SUPPLIED TEXT.
May 1st, 2015

The Baltimore Protests: A Call for Physicians to Become Mentors

In a 1966 interview for CBS News, Martin Luther King, Jr., described a riot as “the language of the unheard.” King believed that nonviolence was the path to change, but he also knew that unrest in America’s urban communities is a symptom of economic inequality and of the unequal treatment that too many black men, women, and children in our country face.

This week’s events in Baltimore (and in other cities this past year) have given me greater insight into the constant state of vulnerability that many of our black brothers and sisters feel every day. The anger and frustration expressed in both nonviolent and violent protests in Baltimore reveal a hard truth: A growing number of our fellow citizens, especially if they are black, feel unheard, unseen, unrecognized — invisible.

What happened in Baltimore goes beyond policing. It has more to do with growing, systematic inequalities that disempower large swaths of our population. Young black men, especially, face a toxic combination of racism, poverty, economic inequality, and injustice — in an environment where many leaders cannot even agree that a minimum wage of $7.25 an hour is unlivable and that healthcare should be a universal right.

As members of a community of physicians and researchers, we would be foolish to treat patients in a vacuum, without awareness of the social, economic, and political determinants of health. Poor patients with chronic conditions of heart failure, end-stage renal disease, or COPD are hard-pressed to be “compliant” with their treatment regimens, given their many competing priorities.

MATERIAL SHOWN.
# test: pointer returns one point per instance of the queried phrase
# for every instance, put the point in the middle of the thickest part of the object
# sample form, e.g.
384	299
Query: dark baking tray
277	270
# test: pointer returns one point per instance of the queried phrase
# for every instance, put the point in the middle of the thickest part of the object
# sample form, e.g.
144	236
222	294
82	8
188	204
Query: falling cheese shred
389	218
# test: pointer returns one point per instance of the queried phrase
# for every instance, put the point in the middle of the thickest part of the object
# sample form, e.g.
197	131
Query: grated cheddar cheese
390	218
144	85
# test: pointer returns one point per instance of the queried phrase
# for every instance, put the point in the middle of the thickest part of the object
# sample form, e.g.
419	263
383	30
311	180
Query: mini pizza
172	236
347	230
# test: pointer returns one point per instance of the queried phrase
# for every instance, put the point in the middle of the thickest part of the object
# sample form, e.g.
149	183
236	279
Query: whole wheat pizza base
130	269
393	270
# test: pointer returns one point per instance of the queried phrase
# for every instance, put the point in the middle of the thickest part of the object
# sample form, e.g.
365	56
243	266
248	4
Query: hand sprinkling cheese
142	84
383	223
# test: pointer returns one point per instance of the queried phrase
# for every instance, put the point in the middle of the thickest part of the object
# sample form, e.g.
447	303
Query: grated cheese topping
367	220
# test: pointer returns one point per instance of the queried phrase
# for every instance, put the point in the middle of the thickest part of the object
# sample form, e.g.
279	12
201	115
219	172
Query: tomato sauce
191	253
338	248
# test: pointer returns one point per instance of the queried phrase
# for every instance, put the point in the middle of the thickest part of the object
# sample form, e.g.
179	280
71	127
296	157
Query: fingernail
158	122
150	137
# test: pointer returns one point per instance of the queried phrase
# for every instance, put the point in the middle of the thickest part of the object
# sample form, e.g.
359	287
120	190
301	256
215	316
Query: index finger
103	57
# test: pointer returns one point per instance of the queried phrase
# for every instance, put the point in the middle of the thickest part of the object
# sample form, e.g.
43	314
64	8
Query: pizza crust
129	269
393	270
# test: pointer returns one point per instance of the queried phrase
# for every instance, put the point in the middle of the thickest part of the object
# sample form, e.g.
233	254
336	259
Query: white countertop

ACTIVITIES.
1. In the Baltimore protests text, how did Martin Luther King, Jr., describe a riot in his CBS News interview?
2. Extend the Baltimore protests text, picking up right after its final sentence.
The records have no connection to the text about the Baltimore protests.

REPLIES.
1. He described a riot as "the language of the unheard."

2.
Last year, after attending the American Heart Association’s Quality and Cardiovascular Outcomes (QCOR) conference in Baltimore, a dozen of us stayed on to volunteer at the Bea Gaddy Family Center, a multiservice center for homeless families and other people in need of food.  The director, Cynthia Brooks, eloquently explained that health is often the fourth or fifth priority for many of the center’s clients, who contend each day with finding food, shelter, safety from drug violence, and jobs.

I called Cynthia the day after the Baltimore riots, which occurred within one block of her center.  She was saddened by the damage and the loss, noting that most Baltimore residents were horrified at the violence in their beloved city. Anger at the death of Freddie Gray was warranted, no doubt, but looting and arsons only worsened the social and economic climate in blighted areas of Baltimore. The torched CVS stores were used by many poor residents to shop for food and needed medications, especially in sections that are “food deserts.” Other CVS stores in the area were temporarily closed, further depriving poor residents of this central source of food and medicine. The implications of the riots are clear — fewer jobs as shops are closed, longer distances to walk or take a bus to get basic necessities, and the likelihood of even less future economic development in the poorest parts of Baltimore.

When I asked Cynthia what the local community needs most, she did not discuss the issue of policing. Her response was quick and clear — the critical need for mentors for Baltimore’s youth. She explained that many young people in the area have no relationships with anyone outside the blighted sections of their city — so, for them, hope is an illusory concept, and many have simply stopped pursuing their dreams.

If every child had a big brother or sister, if every teen had a mentor who was employed in a stable job, Cynthia explained, it would transform Baltimore by breaking down walls of division between rich and poor, black and white. It would allow residents who live outside the inner city to move from viewing residents in poor parts of East and West Baltimore as “the other” to seeing them as civic partners. Bonds would be forged, friendships built, and relationships sustained so that each would understand the other better. Cynthia acknowledged that mentors are only a first step, but nonetheless a vital one in giving employers and businesses the courage to double-down on bringing economic development to blighted parts of Baltimore, thereby benefiting the entire city.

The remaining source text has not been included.